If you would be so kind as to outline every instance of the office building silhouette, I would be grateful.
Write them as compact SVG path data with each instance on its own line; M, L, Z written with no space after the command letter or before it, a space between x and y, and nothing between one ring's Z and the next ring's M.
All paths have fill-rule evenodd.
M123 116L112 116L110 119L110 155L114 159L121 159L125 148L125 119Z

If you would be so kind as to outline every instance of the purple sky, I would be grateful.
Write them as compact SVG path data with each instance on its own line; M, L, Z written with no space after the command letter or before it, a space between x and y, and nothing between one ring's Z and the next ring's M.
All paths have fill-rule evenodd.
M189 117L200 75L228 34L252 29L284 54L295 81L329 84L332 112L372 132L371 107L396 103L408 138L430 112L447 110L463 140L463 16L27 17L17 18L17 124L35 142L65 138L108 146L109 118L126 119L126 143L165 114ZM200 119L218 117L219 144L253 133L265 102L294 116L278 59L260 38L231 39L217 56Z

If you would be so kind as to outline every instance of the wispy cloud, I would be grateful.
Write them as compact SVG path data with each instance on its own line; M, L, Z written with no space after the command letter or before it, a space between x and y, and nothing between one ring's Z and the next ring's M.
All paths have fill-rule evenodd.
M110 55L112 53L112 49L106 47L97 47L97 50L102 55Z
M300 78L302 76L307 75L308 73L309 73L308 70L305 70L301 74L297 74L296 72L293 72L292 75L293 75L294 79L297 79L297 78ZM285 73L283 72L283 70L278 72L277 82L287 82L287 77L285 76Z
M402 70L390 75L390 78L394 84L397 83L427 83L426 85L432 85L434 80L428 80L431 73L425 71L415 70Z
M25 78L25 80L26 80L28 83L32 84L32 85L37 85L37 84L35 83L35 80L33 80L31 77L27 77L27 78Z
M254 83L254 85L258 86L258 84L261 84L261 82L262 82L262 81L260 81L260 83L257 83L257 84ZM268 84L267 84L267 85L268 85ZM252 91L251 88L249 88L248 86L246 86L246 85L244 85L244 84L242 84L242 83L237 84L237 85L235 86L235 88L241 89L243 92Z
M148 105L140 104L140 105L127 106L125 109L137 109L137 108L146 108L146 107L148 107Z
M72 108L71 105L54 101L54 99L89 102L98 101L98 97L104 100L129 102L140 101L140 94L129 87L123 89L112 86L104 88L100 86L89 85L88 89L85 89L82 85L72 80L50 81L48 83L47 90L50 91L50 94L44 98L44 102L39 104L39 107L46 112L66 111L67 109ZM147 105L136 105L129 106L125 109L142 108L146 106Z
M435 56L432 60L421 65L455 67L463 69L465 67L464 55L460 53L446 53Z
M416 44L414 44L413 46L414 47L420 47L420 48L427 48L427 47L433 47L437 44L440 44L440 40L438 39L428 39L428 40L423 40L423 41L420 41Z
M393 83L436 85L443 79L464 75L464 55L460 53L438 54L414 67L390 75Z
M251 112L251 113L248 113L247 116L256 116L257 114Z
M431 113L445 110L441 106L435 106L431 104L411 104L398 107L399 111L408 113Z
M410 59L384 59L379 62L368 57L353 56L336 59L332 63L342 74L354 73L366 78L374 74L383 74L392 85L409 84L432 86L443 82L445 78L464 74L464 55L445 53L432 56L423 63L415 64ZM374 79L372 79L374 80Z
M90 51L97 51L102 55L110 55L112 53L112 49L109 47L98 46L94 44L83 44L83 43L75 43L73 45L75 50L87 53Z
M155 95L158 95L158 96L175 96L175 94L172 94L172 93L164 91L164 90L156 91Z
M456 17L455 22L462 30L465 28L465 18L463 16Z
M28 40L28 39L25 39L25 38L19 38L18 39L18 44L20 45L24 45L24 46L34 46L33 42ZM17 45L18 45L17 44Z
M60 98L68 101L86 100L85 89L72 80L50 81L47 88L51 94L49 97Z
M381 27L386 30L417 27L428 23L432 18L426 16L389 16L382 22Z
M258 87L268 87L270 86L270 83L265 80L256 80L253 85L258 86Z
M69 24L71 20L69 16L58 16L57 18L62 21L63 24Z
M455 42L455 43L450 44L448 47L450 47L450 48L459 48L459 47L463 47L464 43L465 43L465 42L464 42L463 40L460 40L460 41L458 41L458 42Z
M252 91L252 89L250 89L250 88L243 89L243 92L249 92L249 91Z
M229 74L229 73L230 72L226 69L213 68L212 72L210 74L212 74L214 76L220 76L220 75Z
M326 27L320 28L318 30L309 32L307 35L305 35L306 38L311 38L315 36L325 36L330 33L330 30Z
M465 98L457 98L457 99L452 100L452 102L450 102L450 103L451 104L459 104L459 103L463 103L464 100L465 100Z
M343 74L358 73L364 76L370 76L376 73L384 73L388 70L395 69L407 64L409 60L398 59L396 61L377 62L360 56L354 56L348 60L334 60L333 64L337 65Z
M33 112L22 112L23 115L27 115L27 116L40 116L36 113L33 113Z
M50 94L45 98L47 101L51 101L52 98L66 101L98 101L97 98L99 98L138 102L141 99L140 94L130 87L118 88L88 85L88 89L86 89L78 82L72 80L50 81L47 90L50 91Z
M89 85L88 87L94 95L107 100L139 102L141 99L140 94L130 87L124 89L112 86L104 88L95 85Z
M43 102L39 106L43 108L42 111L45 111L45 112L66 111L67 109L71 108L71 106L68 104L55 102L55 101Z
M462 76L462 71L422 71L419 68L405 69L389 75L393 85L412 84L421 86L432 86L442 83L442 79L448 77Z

• [Exercise]: Every line of the data must be written out again word for word.

• [Exercise response]:
If you would be so kind as to outline every instance of the office building silhouette, I would be grateful.
Write them as compact SVG path data with each instance on its own line; M, L, Z written with no space after the command letter or before it, a space between x and y, and nothing between one ring's Z and the next ring's M.
All paths have fill-rule evenodd.
M123 116L112 116L110 119L110 155L114 159L121 159L125 148L125 119Z

If you would be so kind as to outline every instance of the purple sky, I would be grateful.
Write them as compact SVG path data with each instance on its own line; M, L, Z written with no space after the command letter or before it, a space between x and y, and nothing between one ring's Z and the next ring's M.
All paths have fill-rule evenodd.
M189 117L200 75L228 34L252 29L284 54L295 81L329 84L332 112L372 132L371 107L396 103L408 138L430 112L447 110L463 140L463 16L27 17L17 18L17 124L35 142L65 138L108 146L109 118L126 119L126 143L165 114ZM200 119L218 117L219 144L253 133L265 102L294 116L278 59L260 38L231 39L217 56Z

If you would be so kind as to outline every instance of the wispy cloud, I would be grateful.
Write them as compact SVG path data with each instance on its own line; M, L, Z written with no space after the command letter or before it, a space between x and y, and nothing between one ring's Z and the next ring's M.
All paths have fill-rule evenodd.
M110 55L112 53L112 49L106 47L97 47L97 50L102 55Z
M300 78L302 76L307 75L308 73L309 73L308 70L305 70L301 74L297 74L296 72L293 72L292 75L293 75L294 79L297 79L297 78ZM285 73L283 72L283 70L278 72L277 82L287 82L287 77L285 76Z
M402 70L390 75L390 78L394 84L397 83L427 83L426 85L432 85L434 80L428 80L431 73L425 71L415 70Z
M25 78L25 80L26 80L28 83L32 84L32 85L37 85L37 84L35 83L35 80L33 80L31 77L27 77L27 78Z
M254 83L254 85L258 86L258 84L261 84L261 82L262 82L262 81L260 81L260 83L257 83L257 84ZM268 84L267 84L267 85L268 85ZM252 91L251 88L249 88L248 86L246 86L246 85L244 85L244 84L242 84L242 83L237 84L237 85L235 86L235 88L241 89L243 92Z
M148 105L140 104L140 105L127 106L125 109L137 109L137 108L146 108L146 107L148 107Z
M72 108L71 105L54 101L54 99L89 102L98 101L98 97L104 100L129 102L140 101L140 94L129 87L123 89L112 86L104 88L100 86L89 85L88 89L85 89L82 85L72 80L50 81L48 83L47 90L50 91L50 94L44 98L44 102L39 104L39 107L46 112L66 111L67 109ZM147 105L136 105L129 106L125 109L142 108L146 106Z
M435 56L432 60L421 65L455 67L463 69L465 67L464 55L460 53L446 53Z
M416 44L414 44L413 46L414 47L420 47L420 48L427 48L427 47L433 47L437 44L440 44L440 40L438 39L428 39L428 40L423 40L423 41L420 41Z
M393 83L436 85L443 79L464 75L464 55L460 53L438 54L414 67L390 75Z
M251 112L251 113L248 113L247 116L256 116L257 114Z
M431 113L445 110L441 106L435 106L431 104L411 104L398 107L399 111L408 113Z
M410 59L384 59L379 62L368 57L353 56L336 59L332 63L342 74L354 73L366 78L374 74L383 74L392 85L409 84L432 86L443 82L445 78L464 74L464 55L445 53L432 56L423 63L415 64ZM374 79L372 79L374 80Z
M90 51L97 51L102 55L110 55L112 53L112 49L109 47L98 46L94 44L83 44L83 43L75 43L73 45L75 50L87 53Z
M155 95L158 95L158 96L175 96L175 94L172 94L172 93L164 91L164 90L156 91Z
M456 17L455 22L462 30L465 28L465 18L463 16Z
M28 40L28 39L25 39L25 38L19 38L18 39L18 44L20 45L24 45L24 46L34 46L33 42ZM17 45L18 45L17 44Z
M60 98L68 101L86 100L85 89L72 80L50 81L47 88L51 94L49 97Z
M381 27L386 30L417 27L428 23L432 18L426 16L389 16L382 22Z
M258 87L268 87L270 86L270 83L265 80L256 80L253 85L258 86Z
M69 24L71 20L69 16L58 16L57 18L62 21L63 24Z
M455 42L455 43L450 44L448 47L450 47L450 48L459 48L459 47L463 47L464 43L465 43L465 42L464 42L463 40L460 40L460 41L458 41L458 42Z
M252 91L252 89L250 89L250 88L243 89L243 92L249 92L249 91Z
M229 74L229 73L230 72L226 69L213 68L212 72L210 74L212 74L214 76L220 76L220 75Z
M326 27L320 28L318 30L309 32L307 35L305 35L306 38L311 38L315 36L325 36L330 33L330 30Z
M465 98L457 98L457 99L452 100L452 102L450 102L450 103L451 104L459 104L459 103L463 103L464 100L465 100Z
M343 74L358 73L364 76L370 76L376 73L384 73L388 70L395 69L407 64L409 60L398 59L396 61L377 62L360 56L354 56L348 60L334 60L333 64L337 65Z
M33 112L22 112L23 115L27 115L27 116L40 116L36 113L33 113Z
M50 94L45 98L47 101L51 101L52 98L66 101L98 101L97 98L99 98L138 102L141 99L140 94L130 87L118 88L88 85L88 89L86 89L78 82L72 80L50 81L47 90L50 91Z
M89 85L88 87L94 95L107 100L139 102L141 99L140 94L130 87L124 89L112 86L104 88L95 85Z
M43 102L39 106L43 108L42 111L45 111L45 112L66 111L67 109L71 108L71 106L68 104L55 102L55 101Z
M462 76L462 71L422 71L419 68L405 69L389 75L393 85L412 84L421 86L432 86L442 83L442 79L448 77Z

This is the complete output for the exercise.